— START SUPPLIED RECORDS —
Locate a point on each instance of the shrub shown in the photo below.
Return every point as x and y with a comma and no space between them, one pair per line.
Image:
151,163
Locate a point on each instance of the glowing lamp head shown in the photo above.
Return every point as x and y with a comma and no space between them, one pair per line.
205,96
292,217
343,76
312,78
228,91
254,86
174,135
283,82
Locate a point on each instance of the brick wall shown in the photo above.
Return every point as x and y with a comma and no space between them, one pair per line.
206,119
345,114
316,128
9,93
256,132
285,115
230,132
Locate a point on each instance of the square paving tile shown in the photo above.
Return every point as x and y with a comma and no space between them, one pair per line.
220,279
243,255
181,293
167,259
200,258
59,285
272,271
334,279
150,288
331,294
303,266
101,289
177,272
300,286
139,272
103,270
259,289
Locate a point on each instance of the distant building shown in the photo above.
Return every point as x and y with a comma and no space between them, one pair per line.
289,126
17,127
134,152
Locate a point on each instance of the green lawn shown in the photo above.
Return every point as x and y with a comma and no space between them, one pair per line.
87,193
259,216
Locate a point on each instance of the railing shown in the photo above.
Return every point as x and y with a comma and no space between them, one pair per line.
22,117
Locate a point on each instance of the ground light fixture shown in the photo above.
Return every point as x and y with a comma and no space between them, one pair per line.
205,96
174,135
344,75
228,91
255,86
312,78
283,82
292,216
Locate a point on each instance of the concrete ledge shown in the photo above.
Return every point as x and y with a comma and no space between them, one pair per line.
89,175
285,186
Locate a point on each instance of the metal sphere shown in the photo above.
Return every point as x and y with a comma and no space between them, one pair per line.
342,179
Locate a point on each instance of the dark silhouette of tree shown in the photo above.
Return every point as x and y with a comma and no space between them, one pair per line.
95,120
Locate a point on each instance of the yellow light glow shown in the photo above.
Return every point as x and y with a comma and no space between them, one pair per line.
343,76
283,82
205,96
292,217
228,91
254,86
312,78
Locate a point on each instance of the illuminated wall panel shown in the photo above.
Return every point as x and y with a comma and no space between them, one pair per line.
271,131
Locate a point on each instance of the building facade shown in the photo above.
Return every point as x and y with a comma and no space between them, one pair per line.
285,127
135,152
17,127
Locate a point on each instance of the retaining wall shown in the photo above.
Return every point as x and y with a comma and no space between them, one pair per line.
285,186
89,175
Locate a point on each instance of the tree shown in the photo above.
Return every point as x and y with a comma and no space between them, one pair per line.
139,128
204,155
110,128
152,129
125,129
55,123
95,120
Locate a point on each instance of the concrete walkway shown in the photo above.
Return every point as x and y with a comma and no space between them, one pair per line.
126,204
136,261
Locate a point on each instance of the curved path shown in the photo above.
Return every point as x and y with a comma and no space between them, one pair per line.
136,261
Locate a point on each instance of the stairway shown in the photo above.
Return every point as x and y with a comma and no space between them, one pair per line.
— END SUPPLIED RECORDS —
▶ WHAT YOU HAVE TO DO:
Please write out the items again, starting at the line that has "Locate a point on each instance of the tree" and continuing through the last of the items, swapping "stairway" for "staircase" and leaving everything else unchanged.

▶ WRITTEN RESPONSE:
Locate a point on each instance of the tree shown in the photo above.
Return every point as x and y with a comma and no space between them, one pair per line.
139,128
204,155
110,128
152,129
125,129
55,123
95,120
Locate a point on each instance of the concrete walkway shown in the photo above.
Return every point as x and y with a comma and no space between them, one pair per line.
126,204
136,261
Locate a point on each instance of the curved path shown in the photo above.
Return every point as x and y with a comma and no space between them, one pair per line.
136,261
Locate a point on each instance of the staircase shown in the photo above.
Return every point as x and y with a comma and no space between them, one pair per line.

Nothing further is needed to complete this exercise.